===== SELECTED EXTRACT

Search code examples
pythonpandasreadability

Calculate Gunning-Fog score on excel values


I have a spreadsheet with fields containing a body of text.

enter image description here

I want to calculate the Gunning-Fog score on each row and have the value output to that same excel file as a new column. To do that, I first need to calculate the score for each row. The code below works if I hard key the text into the df variable. However, it does not work when I define the field in the sheet (i.e., rfds) and pass that through to my r variable. I get the following error, but two fields I am testing contain 3,896 and 4,843 words respectively.

readability.exceptions.ReadabilityException: 100 words required.

Am I missing something obvious? Disclaimer, I am very new to python and coding in general! Any help is appreciated.

from readability import Readability
import pandas as pd

df = pd.read_excel(r"C:/Users/name/edgar/test/item1a_sandbox.xls")

rfd = df["Item 1A"]
rfds = rfd.to_string() # to fix "TypeError: expected string or buffer"

r = Readability(rfds)
fog = r.gunning_fog()
print(fog.score)

Solution

  • TL;DR: You need to pass the cell value and are currently passing a column of cells.

    This line rfd = df["Item 1A"] returns a reference to a column. rfd.to_string() then generates a string containing either length (number of rows in the column) or the column reference. This is why a TypeError was thrown - neither the length nor the reference are strings.

    Rather than taking a column and going down it, approach it from the other direction. Take the rows and then pull out the column:

    for index, row in df.iterrows():
        print(row.iloc[2])

==========
===== RAW DATA

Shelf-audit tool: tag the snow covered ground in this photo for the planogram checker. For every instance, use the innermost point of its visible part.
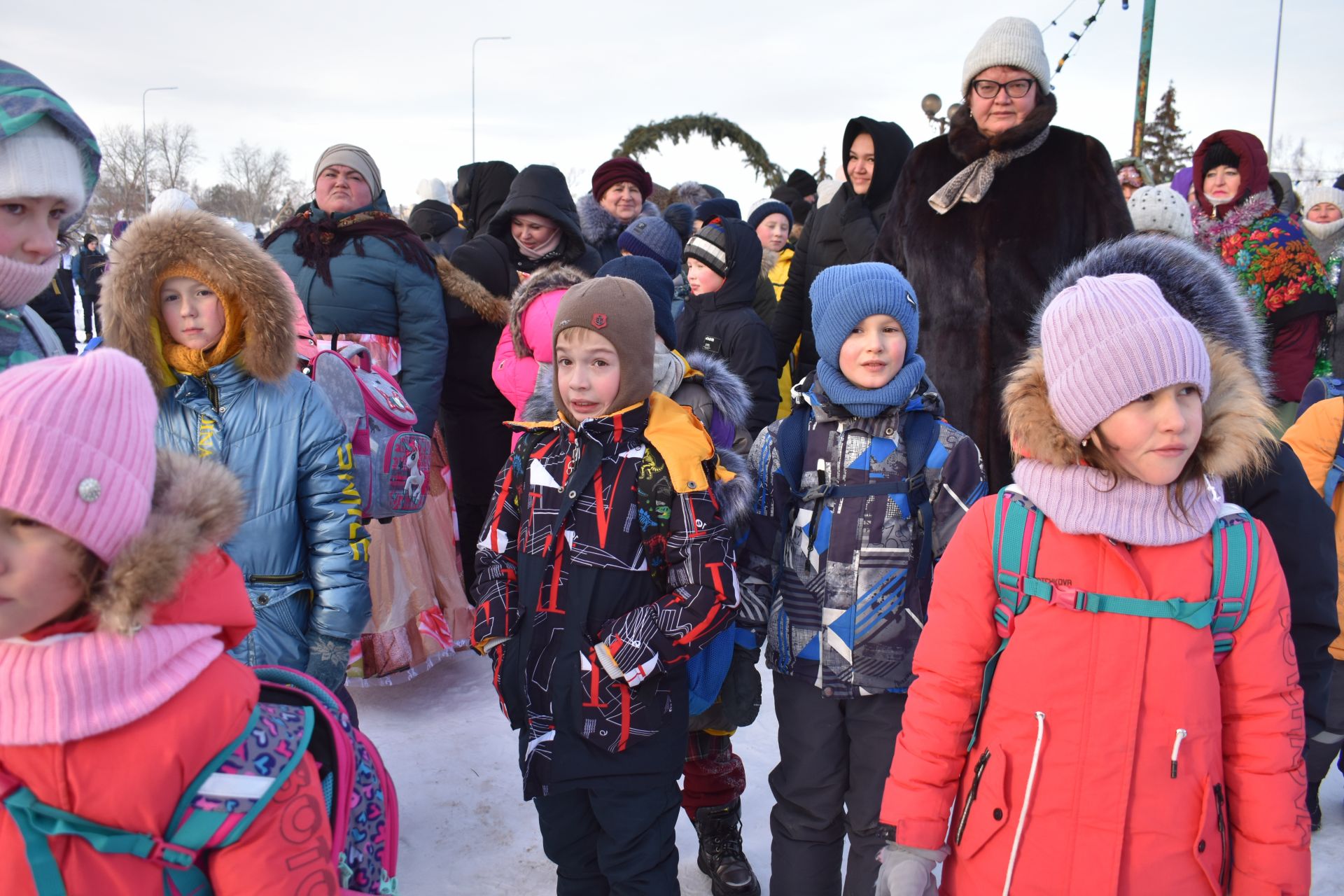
(465, 828)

==========

→ EXERCISE SET:
• a. In the Gunning-Fog thread, how many words do the two fields the asker is testing contain?
• b. Continue the Gunning-Fog thread from its last line.

→ YOUR RESPONSES:
• a. 3,896 and 4,843 words.

• b.
    

    The [2] is the column index.

    Now a cell identifier exists, this can be passed to the Readability calculator:

        r = Readability(row.iloc[2])
        fog = r.gunning_fog()
        print(fog.score)
    

    Note that these can be combined together into one command:

        print(Readability(row.iloc[2]).gunning_fog())
    

    This shows you how commands can be chained together - which way you find it easier is up to you. The chaining is useful when you give it to something like apply or applymap.

    Putting the whole thing together (the step by step way):

    from readability import Readability
    import pandas as pd
    df = pd.read_excel(r"C:/Users/name/edgar/test/item1a_sandbox.xls")
    
    for index, row in df.iterrows():
        r = Readability(row.iloc[2])
        fog = r.gunning_fog()
        print(fog.score)
    

    Or the clever way:

    from readability import Readability
    import pandas as pd
    df = pd.read_excel(r"C:/Users/name/edgar/test/item1a_sandbox.xls")
    
    print(df["Item 1A"].apply(lambda x: Readability(x).gunning_fog()))